> _Dataset records_:

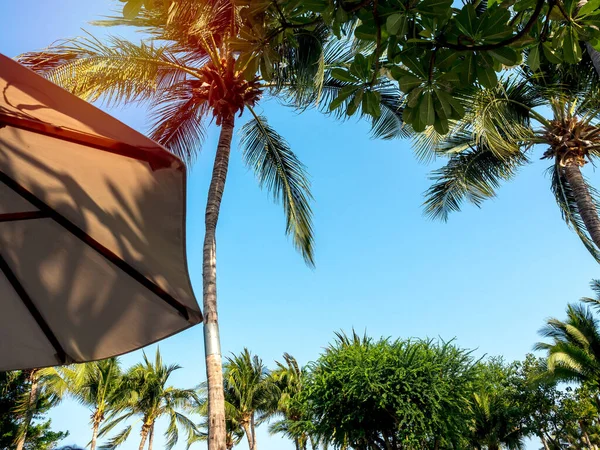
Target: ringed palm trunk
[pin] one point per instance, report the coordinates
(95, 426)
(145, 431)
(585, 203)
(212, 346)
(249, 435)
(253, 430)
(151, 439)
(33, 398)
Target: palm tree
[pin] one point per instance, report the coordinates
(500, 131)
(574, 350)
(46, 388)
(287, 380)
(201, 70)
(99, 386)
(234, 432)
(150, 398)
(495, 425)
(247, 391)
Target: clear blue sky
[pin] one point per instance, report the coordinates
(489, 277)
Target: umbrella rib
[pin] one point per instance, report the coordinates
(189, 315)
(61, 355)
(27, 215)
(155, 159)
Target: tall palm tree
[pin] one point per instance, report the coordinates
(247, 391)
(234, 431)
(99, 386)
(574, 350)
(494, 425)
(199, 70)
(500, 132)
(150, 398)
(46, 387)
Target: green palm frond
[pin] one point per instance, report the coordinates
(473, 175)
(565, 198)
(116, 440)
(115, 73)
(281, 173)
(178, 120)
(389, 125)
(499, 118)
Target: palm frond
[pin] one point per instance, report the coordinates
(117, 440)
(280, 172)
(115, 73)
(178, 120)
(565, 198)
(473, 175)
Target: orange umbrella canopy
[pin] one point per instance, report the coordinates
(92, 230)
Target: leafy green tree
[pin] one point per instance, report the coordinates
(46, 387)
(437, 49)
(196, 70)
(502, 128)
(150, 398)
(286, 406)
(573, 355)
(247, 391)
(14, 387)
(368, 394)
(496, 423)
(98, 386)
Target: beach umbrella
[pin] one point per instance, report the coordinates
(92, 230)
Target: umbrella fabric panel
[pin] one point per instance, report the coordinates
(21, 340)
(92, 230)
(91, 308)
(26, 95)
(11, 202)
(134, 211)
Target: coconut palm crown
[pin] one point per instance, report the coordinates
(555, 108)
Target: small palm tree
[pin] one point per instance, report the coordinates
(574, 350)
(47, 387)
(494, 425)
(287, 381)
(247, 391)
(502, 128)
(99, 386)
(150, 398)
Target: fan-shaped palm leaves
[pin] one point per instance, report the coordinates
(46, 386)
(286, 406)
(500, 131)
(194, 73)
(246, 391)
(495, 425)
(99, 386)
(208, 60)
(150, 398)
(574, 350)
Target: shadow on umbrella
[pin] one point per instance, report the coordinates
(92, 238)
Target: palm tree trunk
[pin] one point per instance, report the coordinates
(544, 442)
(594, 56)
(253, 430)
(95, 426)
(584, 200)
(33, 398)
(212, 345)
(144, 437)
(248, 432)
(151, 440)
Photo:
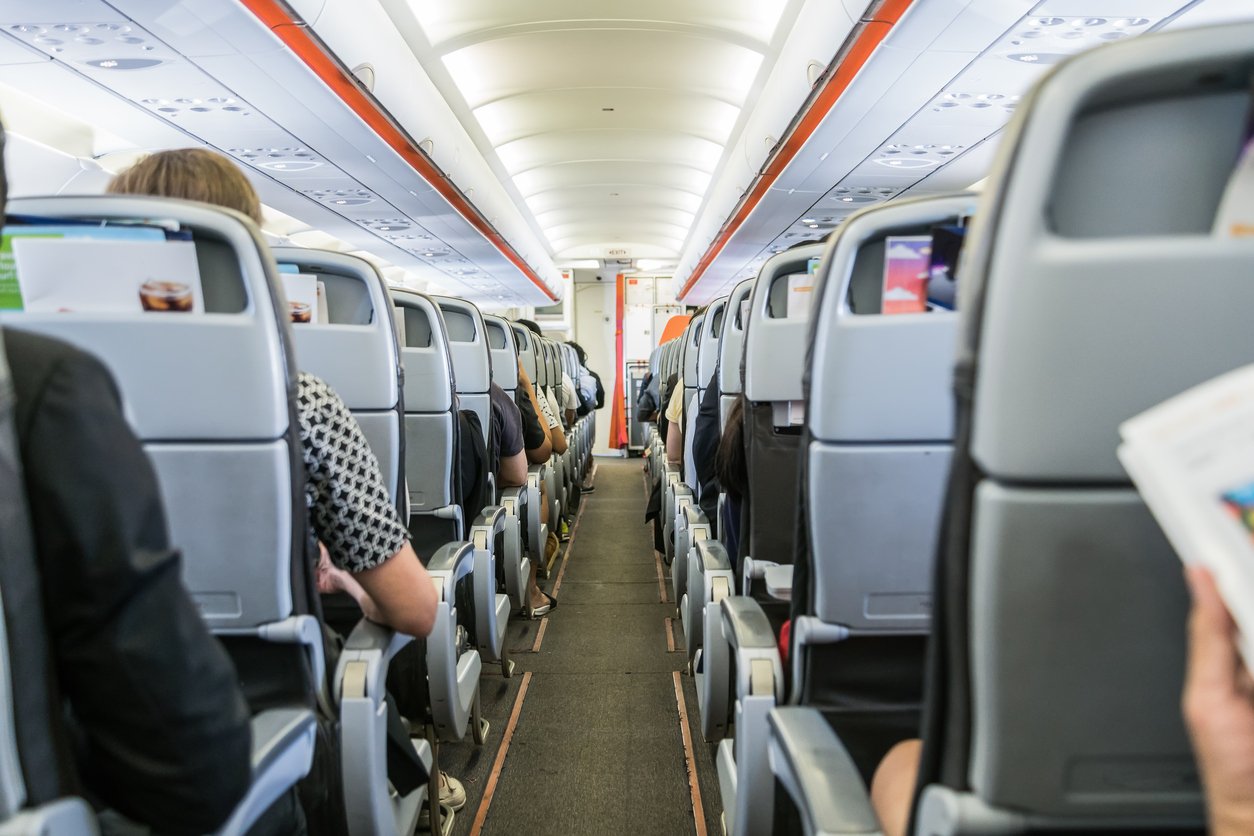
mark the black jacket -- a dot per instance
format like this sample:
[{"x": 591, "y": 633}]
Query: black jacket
[{"x": 158, "y": 725}]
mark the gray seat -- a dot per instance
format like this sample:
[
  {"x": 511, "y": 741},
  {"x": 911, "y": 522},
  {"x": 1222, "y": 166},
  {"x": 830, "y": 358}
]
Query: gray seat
[
  {"x": 1089, "y": 293},
  {"x": 731, "y": 349},
  {"x": 472, "y": 375},
  {"x": 537, "y": 475},
  {"x": 737, "y": 638},
  {"x": 878, "y": 435},
  {"x": 21, "y": 812},
  {"x": 472, "y": 359},
  {"x": 514, "y": 500},
  {"x": 430, "y": 424},
  {"x": 356, "y": 352},
  {"x": 210, "y": 399}
]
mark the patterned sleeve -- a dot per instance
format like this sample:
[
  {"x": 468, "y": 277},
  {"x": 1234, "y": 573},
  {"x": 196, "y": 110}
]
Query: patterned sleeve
[
  {"x": 349, "y": 504},
  {"x": 546, "y": 402}
]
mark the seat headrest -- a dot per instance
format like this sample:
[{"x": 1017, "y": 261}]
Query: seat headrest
[
  {"x": 504, "y": 354},
  {"x": 468, "y": 344},
  {"x": 425, "y": 356},
  {"x": 880, "y": 377},
  {"x": 237, "y": 351},
  {"x": 356, "y": 349},
  {"x": 707, "y": 349},
  {"x": 731, "y": 344},
  {"x": 775, "y": 341},
  {"x": 1091, "y": 290},
  {"x": 690, "y": 346}
]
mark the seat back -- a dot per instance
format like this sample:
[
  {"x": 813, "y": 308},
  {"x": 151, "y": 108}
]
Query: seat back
[
  {"x": 356, "y": 351},
  {"x": 1087, "y": 293},
  {"x": 524, "y": 342},
  {"x": 472, "y": 359},
  {"x": 731, "y": 347},
  {"x": 430, "y": 423},
  {"x": 879, "y": 426},
  {"x": 774, "y": 359},
  {"x": 707, "y": 346},
  {"x": 208, "y": 395},
  {"x": 504, "y": 352}
]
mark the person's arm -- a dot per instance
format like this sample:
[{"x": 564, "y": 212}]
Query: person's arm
[
  {"x": 513, "y": 470},
  {"x": 354, "y": 515},
  {"x": 675, "y": 429},
  {"x": 1218, "y": 707},
  {"x": 539, "y": 454},
  {"x": 403, "y": 592},
  {"x": 164, "y": 727}
]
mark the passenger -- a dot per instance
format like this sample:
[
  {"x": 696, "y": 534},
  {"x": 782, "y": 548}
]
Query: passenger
[
  {"x": 592, "y": 396},
  {"x": 1219, "y": 710},
  {"x": 539, "y": 430},
  {"x": 349, "y": 505},
  {"x": 350, "y": 509},
  {"x": 159, "y": 727}
]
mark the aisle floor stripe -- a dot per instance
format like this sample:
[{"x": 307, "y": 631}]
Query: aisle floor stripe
[
  {"x": 539, "y": 634},
  {"x": 661, "y": 577},
  {"x": 489, "y": 788},
  {"x": 689, "y": 758}
]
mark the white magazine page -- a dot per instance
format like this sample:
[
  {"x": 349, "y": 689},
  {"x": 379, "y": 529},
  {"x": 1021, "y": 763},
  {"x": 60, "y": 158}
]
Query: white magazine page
[
  {"x": 1193, "y": 460},
  {"x": 79, "y": 275}
]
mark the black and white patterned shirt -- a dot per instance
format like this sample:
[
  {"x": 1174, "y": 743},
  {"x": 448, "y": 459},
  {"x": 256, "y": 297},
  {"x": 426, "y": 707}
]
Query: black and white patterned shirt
[{"x": 350, "y": 509}]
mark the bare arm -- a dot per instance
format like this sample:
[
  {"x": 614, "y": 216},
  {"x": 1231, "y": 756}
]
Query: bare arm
[
  {"x": 541, "y": 454},
  {"x": 513, "y": 470},
  {"x": 403, "y": 593}
]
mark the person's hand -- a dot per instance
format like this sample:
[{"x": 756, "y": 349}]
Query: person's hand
[{"x": 1219, "y": 708}]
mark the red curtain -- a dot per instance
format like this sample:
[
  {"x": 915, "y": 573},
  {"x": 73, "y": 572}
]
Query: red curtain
[{"x": 617, "y": 414}]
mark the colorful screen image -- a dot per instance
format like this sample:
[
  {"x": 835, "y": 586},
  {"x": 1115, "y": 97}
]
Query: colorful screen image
[
  {"x": 907, "y": 266},
  {"x": 1239, "y": 503},
  {"x": 943, "y": 266}
]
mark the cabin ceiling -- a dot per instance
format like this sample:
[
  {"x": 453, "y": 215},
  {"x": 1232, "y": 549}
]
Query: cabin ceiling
[
  {"x": 554, "y": 132},
  {"x": 610, "y": 117}
]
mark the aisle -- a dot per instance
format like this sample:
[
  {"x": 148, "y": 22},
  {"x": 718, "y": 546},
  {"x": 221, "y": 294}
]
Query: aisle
[{"x": 597, "y": 746}]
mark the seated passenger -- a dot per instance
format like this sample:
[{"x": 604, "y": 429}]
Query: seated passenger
[
  {"x": 539, "y": 435},
  {"x": 350, "y": 509},
  {"x": 349, "y": 505},
  {"x": 158, "y": 727}
]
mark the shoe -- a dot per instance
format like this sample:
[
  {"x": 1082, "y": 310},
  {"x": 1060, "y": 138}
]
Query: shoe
[
  {"x": 543, "y": 609},
  {"x": 453, "y": 794},
  {"x": 424, "y": 820}
]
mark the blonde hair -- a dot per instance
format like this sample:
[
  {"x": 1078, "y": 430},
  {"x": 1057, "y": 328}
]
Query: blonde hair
[{"x": 191, "y": 174}]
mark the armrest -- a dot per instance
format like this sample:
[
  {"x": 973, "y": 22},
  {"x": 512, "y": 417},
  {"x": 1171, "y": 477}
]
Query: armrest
[
  {"x": 370, "y": 649},
  {"x": 60, "y": 816},
  {"x": 712, "y": 557},
  {"x": 450, "y": 564},
  {"x": 513, "y": 499},
  {"x": 816, "y": 771},
  {"x": 490, "y": 522},
  {"x": 745, "y": 624},
  {"x": 695, "y": 515},
  {"x": 779, "y": 582}
]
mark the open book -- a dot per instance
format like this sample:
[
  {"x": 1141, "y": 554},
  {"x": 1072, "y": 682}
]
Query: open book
[{"x": 1193, "y": 460}]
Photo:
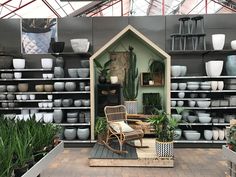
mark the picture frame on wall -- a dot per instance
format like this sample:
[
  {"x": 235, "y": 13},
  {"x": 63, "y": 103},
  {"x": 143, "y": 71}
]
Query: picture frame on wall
[{"x": 37, "y": 35}]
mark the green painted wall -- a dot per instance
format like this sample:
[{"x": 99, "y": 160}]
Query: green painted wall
[{"x": 143, "y": 53}]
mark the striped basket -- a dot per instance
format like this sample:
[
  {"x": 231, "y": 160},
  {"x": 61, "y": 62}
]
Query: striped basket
[{"x": 164, "y": 149}]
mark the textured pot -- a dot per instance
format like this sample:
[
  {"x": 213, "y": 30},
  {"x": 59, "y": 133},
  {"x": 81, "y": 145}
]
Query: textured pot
[
  {"x": 83, "y": 133},
  {"x": 70, "y": 86},
  {"x": 57, "y": 115},
  {"x": 218, "y": 41},
  {"x": 60, "y": 62},
  {"x": 131, "y": 106},
  {"x": 230, "y": 65},
  {"x": 59, "y": 72},
  {"x": 70, "y": 133}
]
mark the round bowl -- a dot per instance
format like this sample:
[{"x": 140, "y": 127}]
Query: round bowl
[
  {"x": 18, "y": 63},
  {"x": 46, "y": 63}
]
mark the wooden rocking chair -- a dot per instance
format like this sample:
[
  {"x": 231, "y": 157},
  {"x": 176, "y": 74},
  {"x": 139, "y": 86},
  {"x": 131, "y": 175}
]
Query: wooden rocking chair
[{"x": 119, "y": 129}]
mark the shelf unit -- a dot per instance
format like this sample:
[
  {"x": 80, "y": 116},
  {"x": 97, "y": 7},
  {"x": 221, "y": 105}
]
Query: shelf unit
[
  {"x": 33, "y": 76},
  {"x": 195, "y": 61}
]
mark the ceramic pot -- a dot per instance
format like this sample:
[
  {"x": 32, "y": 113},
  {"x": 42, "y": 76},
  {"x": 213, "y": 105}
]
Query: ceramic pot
[
  {"x": 208, "y": 134},
  {"x": 46, "y": 63},
  {"x": 70, "y": 133},
  {"x": 60, "y": 62},
  {"x": 83, "y": 133},
  {"x": 23, "y": 87},
  {"x": 57, "y": 47},
  {"x": 57, "y": 115},
  {"x": 218, "y": 41},
  {"x": 59, "y": 86},
  {"x": 70, "y": 86},
  {"x": 230, "y": 65},
  {"x": 59, "y": 72}
]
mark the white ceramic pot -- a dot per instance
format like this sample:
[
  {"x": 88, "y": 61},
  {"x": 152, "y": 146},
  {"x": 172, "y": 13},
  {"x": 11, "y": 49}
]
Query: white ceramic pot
[
  {"x": 214, "y": 68},
  {"x": 114, "y": 79},
  {"x": 208, "y": 134},
  {"x": 19, "y": 63},
  {"x": 46, "y": 63},
  {"x": 214, "y": 85},
  {"x": 220, "y": 85},
  {"x": 215, "y": 134},
  {"x": 233, "y": 44},
  {"x": 218, "y": 41}
]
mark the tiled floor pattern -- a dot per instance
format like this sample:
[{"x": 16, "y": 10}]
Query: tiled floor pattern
[{"x": 188, "y": 163}]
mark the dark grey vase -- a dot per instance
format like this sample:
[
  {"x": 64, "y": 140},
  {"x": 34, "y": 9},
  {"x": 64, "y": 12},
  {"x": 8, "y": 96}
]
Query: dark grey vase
[
  {"x": 60, "y": 62},
  {"x": 59, "y": 72}
]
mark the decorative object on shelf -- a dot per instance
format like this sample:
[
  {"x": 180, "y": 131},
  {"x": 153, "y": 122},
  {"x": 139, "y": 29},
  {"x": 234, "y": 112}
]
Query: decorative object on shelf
[
  {"x": 214, "y": 68},
  {"x": 151, "y": 101},
  {"x": 164, "y": 126},
  {"x": 59, "y": 62},
  {"x": 233, "y": 44},
  {"x": 83, "y": 133},
  {"x": 80, "y": 45},
  {"x": 100, "y": 129},
  {"x": 57, "y": 47},
  {"x": 230, "y": 65},
  {"x": 59, "y": 72},
  {"x": 218, "y": 41},
  {"x": 37, "y": 35},
  {"x": 103, "y": 71},
  {"x": 131, "y": 84},
  {"x": 18, "y": 63}
]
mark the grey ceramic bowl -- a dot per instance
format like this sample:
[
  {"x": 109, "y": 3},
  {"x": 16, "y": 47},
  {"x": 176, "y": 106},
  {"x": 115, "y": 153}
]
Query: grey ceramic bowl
[
  {"x": 77, "y": 103},
  {"x": 57, "y": 102},
  {"x": 11, "y": 88},
  {"x": 72, "y": 114},
  {"x": 67, "y": 102},
  {"x": 3, "y": 88},
  {"x": 59, "y": 86},
  {"x": 73, "y": 72},
  {"x": 70, "y": 86},
  {"x": 72, "y": 119},
  {"x": 85, "y": 63},
  {"x": 83, "y": 72}
]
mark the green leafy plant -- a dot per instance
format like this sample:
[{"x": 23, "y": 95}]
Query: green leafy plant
[
  {"x": 164, "y": 125},
  {"x": 103, "y": 69},
  {"x": 131, "y": 81}
]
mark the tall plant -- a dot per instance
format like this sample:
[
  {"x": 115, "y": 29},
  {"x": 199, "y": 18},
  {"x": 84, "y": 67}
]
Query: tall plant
[{"x": 131, "y": 82}]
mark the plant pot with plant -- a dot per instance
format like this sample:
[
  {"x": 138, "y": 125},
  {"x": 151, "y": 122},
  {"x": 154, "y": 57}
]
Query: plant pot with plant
[
  {"x": 164, "y": 126},
  {"x": 101, "y": 129},
  {"x": 103, "y": 71},
  {"x": 131, "y": 84}
]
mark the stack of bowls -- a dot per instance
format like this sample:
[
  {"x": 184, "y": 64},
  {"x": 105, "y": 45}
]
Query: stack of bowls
[{"x": 192, "y": 85}]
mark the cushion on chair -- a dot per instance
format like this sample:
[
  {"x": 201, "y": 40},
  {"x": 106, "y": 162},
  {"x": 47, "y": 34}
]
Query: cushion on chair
[{"x": 124, "y": 126}]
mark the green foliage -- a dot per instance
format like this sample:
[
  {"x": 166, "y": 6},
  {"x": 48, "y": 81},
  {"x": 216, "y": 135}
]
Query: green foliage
[
  {"x": 164, "y": 125},
  {"x": 100, "y": 125},
  {"x": 103, "y": 69},
  {"x": 131, "y": 81}
]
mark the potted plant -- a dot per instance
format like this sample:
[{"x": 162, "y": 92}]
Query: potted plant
[
  {"x": 100, "y": 129},
  {"x": 164, "y": 126},
  {"x": 131, "y": 84},
  {"x": 103, "y": 71}
]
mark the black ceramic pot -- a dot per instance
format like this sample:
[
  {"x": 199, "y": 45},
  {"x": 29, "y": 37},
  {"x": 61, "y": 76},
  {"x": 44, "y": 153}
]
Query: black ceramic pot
[{"x": 57, "y": 47}]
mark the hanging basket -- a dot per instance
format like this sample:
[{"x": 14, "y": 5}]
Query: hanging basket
[
  {"x": 34, "y": 43},
  {"x": 164, "y": 149},
  {"x": 132, "y": 107}
]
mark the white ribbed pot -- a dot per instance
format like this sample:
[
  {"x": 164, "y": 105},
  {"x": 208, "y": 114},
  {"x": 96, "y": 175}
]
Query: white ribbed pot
[
  {"x": 35, "y": 43},
  {"x": 131, "y": 106},
  {"x": 164, "y": 149}
]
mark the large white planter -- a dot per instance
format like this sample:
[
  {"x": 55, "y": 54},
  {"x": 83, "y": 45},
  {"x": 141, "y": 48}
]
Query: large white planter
[
  {"x": 34, "y": 43},
  {"x": 164, "y": 149},
  {"x": 218, "y": 41},
  {"x": 131, "y": 106}
]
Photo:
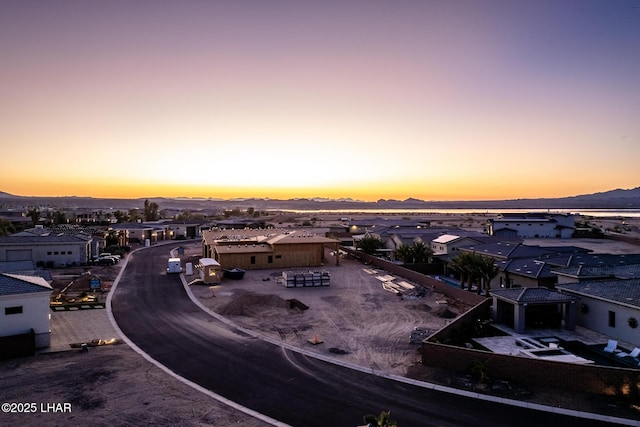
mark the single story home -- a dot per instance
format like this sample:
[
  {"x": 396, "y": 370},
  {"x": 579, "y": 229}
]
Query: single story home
[
  {"x": 24, "y": 308},
  {"x": 269, "y": 248}
]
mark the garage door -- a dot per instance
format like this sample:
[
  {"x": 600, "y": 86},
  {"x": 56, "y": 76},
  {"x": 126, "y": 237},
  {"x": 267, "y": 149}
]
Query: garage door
[{"x": 19, "y": 255}]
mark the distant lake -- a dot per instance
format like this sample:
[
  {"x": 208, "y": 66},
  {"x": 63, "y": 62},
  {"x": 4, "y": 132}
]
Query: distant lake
[{"x": 629, "y": 213}]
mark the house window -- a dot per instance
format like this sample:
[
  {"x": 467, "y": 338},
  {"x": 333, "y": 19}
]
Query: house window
[
  {"x": 12, "y": 310},
  {"x": 612, "y": 319}
]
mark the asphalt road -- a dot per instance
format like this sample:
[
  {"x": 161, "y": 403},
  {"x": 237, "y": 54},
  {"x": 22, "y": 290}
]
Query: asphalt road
[{"x": 154, "y": 311}]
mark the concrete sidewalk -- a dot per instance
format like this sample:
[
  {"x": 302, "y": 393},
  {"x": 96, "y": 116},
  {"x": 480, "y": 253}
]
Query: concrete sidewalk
[{"x": 79, "y": 326}]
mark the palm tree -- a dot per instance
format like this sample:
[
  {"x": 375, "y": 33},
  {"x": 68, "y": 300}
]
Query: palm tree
[
  {"x": 472, "y": 261},
  {"x": 384, "y": 420},
  {"x": 421, "y": 252},
  {"x": 369, "y": 245},
  {"x": 403, "y": 253},
  {"x": 468, "y": 266},
  {"x": 489, "y": 271},
  {"x": 458, "y": 265}
]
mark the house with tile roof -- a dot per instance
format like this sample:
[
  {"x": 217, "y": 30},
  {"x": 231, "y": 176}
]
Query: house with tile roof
[
  {"x": 49, "y": 249},
  {"x": 611, "y": 307},
  {"x": 270, "y": 248},
  {"x": 534, "y": 308},
  {"x": 532, "y": 225},
  {"x": 24, "y": 308}
]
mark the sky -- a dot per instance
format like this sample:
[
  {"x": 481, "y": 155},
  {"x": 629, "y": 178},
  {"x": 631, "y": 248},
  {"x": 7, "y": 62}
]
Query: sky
[{"x": 362, "y": 99}]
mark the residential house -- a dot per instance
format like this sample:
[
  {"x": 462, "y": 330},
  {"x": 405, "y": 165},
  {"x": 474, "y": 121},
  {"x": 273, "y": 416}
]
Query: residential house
[
  {"x": 24, "y": 307},
  {"x": 532, "y": 225},
  {"x": 611, "y": 307},
  {"x": 261, "y": 249},
  {"x": 46, "y": 249}
]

> _Problem description_:
In the listing, find all lines with the string "trunk" and copy them.

> _Worked solution_:
Target: ringed palm trunk
Target: palm tree trunk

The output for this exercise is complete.